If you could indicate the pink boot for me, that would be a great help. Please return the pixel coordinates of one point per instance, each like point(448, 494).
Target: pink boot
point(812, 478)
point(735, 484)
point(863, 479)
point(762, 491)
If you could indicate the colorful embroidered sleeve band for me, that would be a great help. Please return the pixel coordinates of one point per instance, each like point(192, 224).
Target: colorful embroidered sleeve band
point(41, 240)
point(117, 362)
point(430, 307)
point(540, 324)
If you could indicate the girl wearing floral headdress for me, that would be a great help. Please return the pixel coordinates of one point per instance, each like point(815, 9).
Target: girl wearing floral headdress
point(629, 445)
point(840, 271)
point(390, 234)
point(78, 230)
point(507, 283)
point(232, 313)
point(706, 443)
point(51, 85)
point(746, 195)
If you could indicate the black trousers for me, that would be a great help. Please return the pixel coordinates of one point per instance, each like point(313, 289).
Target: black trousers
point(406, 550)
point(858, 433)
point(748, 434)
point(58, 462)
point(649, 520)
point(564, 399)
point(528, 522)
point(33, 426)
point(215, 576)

^^^^

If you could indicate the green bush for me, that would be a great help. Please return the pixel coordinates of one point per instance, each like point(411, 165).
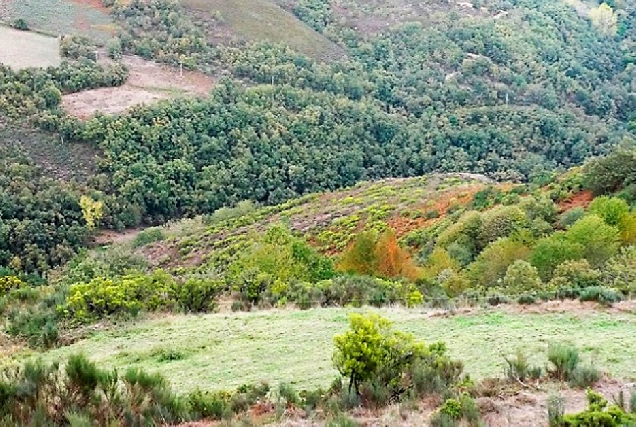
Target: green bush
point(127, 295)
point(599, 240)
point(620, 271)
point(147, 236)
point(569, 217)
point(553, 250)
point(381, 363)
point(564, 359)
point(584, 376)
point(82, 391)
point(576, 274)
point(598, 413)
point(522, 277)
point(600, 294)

^^^^

**Task details**: Copy the entries above, from the line containing "If you could indicate the black" down to the line containing "point(215, 576)", with the requests included, and add -51 to every coordinate in the answer points. Keep every number in the requests unchanged, including their sample points.

**Response to this task**:
If you could indicate the black trousers for me, that would be a great help. Please return the pixel coordinates of one point per instance, each like point(313, 289).
Target: black trousers
point(355, 499)
point(807, 382)
point(697, 383)
point(7, 411)
point(598, 469)
point(513, 348)
point(477, 471)
point(-18, 375)
point(164, 525)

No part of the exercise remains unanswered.